# What is being asked:
Give back all of the records exactly.

--- Supplied entries Enclosed Below ---

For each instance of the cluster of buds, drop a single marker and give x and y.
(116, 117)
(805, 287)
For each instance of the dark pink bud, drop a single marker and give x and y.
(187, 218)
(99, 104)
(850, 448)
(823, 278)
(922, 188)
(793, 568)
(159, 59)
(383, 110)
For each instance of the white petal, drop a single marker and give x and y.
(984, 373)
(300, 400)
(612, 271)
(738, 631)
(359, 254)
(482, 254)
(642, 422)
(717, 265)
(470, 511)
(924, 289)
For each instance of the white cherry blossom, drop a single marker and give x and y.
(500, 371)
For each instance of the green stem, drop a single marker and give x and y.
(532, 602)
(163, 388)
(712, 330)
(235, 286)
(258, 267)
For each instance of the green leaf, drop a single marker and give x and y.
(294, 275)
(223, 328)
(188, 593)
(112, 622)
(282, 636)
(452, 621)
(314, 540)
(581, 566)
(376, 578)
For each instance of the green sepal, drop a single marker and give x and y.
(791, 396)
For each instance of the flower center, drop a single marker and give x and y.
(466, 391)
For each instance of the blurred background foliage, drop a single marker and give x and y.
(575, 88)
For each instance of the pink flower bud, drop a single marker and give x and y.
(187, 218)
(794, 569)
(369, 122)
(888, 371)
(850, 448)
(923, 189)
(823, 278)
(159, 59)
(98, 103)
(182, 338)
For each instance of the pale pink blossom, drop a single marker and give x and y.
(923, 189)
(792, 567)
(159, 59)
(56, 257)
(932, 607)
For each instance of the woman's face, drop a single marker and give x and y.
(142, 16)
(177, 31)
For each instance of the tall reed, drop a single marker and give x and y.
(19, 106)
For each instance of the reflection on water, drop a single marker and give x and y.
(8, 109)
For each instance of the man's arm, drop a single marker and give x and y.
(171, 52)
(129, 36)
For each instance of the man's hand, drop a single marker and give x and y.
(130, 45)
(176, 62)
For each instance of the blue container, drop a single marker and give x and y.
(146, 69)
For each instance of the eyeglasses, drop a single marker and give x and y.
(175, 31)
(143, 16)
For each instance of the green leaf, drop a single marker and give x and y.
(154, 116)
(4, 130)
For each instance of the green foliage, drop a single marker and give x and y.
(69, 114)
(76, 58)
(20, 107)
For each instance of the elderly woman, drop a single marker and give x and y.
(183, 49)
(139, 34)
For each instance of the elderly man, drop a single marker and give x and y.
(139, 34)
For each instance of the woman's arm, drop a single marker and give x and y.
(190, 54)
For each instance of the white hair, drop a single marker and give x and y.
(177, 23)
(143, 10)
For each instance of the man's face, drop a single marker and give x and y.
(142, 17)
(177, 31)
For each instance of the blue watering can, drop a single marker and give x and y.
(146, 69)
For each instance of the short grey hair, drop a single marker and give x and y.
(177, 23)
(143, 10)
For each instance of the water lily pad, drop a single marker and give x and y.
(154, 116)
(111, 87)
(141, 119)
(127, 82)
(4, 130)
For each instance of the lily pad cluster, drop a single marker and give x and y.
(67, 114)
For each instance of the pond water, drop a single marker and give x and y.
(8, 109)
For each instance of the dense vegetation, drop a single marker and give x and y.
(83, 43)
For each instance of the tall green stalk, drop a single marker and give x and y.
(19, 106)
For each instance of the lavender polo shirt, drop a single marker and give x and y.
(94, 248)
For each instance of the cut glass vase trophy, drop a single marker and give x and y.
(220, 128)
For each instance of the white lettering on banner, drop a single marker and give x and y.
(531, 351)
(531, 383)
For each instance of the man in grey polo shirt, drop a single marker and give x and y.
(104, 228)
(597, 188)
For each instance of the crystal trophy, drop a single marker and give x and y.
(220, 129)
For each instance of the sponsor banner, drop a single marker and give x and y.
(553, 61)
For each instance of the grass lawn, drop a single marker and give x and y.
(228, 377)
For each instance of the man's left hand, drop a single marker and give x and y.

--- End of Enclosed Supplied entries ---

# Exercise answer:
For each instance of the cluster of buds, drop a single marker and give x and y.
(116, 117)
(805, 287)
For each instance of the dark pink bud, drop a single marker and give x and y.
(187, 218)
(99, 104)
(850, 448)
(823, 278)
(922, 188)
(793, 568)
(159, 59)
(383, 110)
For each instance of the white petal, drop a single marker and give x and y.
(984, 373)
(300, 400)
(612, 271)
(738, 631)
(359, 254)
(482, 254)
(642, 422)
(717, 265)
(470, 511)
(924, 289)
For each instance of the white cherry blossom, drop a single marker and give x and y.
(500, 371)
For each instance of the green stem, drop a single marker and give x and y.
(532, 602)
(163, 388)
(712, 330)
(235, 286)
(258, 267)
For each instance of the green leaf, drop a single marker and give x and y.
(294, 275)
(223, 328)
(188, 593)
(112, 622)
(282, 636)
(452, 621)
(314, 540)
(581, 566)
(376, 578)
For each instance of the green sepal, drop a single marker and give x and y.
(791, 396)
For each instance of the flower center, drop a single marker and give x and y.
(466, 391)
For each instance of the blurred background foliage, drop a single marker and give x and y.
(575, 88)
For each instance of the pink flower bud, drop a single marker and give x and y.
(187, 218)
(794, 569)
(369, 122)
(888, 371)
(850, 448)
(923, 189)
(823, 278)
(159, 59)
(98, 103)
(182, 338)
For each instance of the pale pink blossom, drop a single marker and give x and y.
(923, 189)
(792, 567)
(159, 59)
(56, 257)
(932, 607)
For each instance of the woman's face, drop a single marker and give x and y.
(142, 16)
(177, 31)
For each instance of the tall reed, drop a single marker and give x and y.
(19, 106)
For each instance of the reflection on water, drop a single marker and give x and y.
(8, 109)
For each instance of the man's arm, drop a single marker and give x and y.
(171, 52)
(129, 36)
For each instance of the man's hand, drop a single marker and give x and y.
(130, 45)
(176, 62)
For each instance of the blue container, drop a single marker and give x and y.
(146, 69)
For each instance of the eyeglasses, drop a single marker and give x and y.
(175, 31)
(143, 16)
For each instance of the green leaf, drop a single marker and give x and y.
(154, 116)
(4, 130)
For each instance of the green foliage, drop a single marker and give x and y.
(69, 114)
(76, 58)
(20, 107)
For each instance of the elderly woman, drop a single marker and give x and y.
(183, 49)
(139, 34)
For each instance of the elderly man, drop a single marker and give x and y.
(139, 34)
For each instance of the woman's arm, drop a single marker and give x and y.
(190, 54)
For each instance of the white hair, drop a single marker and give x and y.
(177, 23)
(143, 10)
For each instance of the man's face, drop a single marker and give x and y.
(142, 17)
(177, 31)
For each instance of the blue watering can, drop a single marker and give x and y.
(146, 69)
For each instance of the short grey hair, drop a single marker and give x and y.
(177, 23)
(143, 10)
For each instance of the water lily pad, drop a single marker and give x and y.
(154, 116)
(111, 87)
(141, 119)
(127, 82)
(4, 130)
For each instance of the lily pad cluster, drop a single marker and give x and y.
(67, 114)
For each instance of the pond water, drop a single marker and give x and y.
(8, 109)
For each instance of the dense vegetation, drop a single marker and give x and y.
(83, 43)
For each instance of the tall green stalk, drop a single marker and give x and y.
(19, 106)
For each instance of the lavender polo shirt, drop a single marker and give x and y.
(94, 248)
For each instance of the cut glass vase trophy, drop a single marker and give x and y.
(220, 128)
For each instance of the white lettering on banner, drop a single marker and give x and y.
(531, 351)
(531, 383)
For each instance of the man in grey polo shirt, drop a single marker and give x and y.
(104, 228)
(597, 188)
For each instance of the crystal trophy, drop a single marker and give x and y.
(220, 129)
For each instance of the sponsor banner, drop a single marker and give x and y.
(553, 61)
For each instance of the grass lawn, drop a single marker and give x and y.
(228, 377)
For each instance of the man's left hand, drop a single marker and give x and y.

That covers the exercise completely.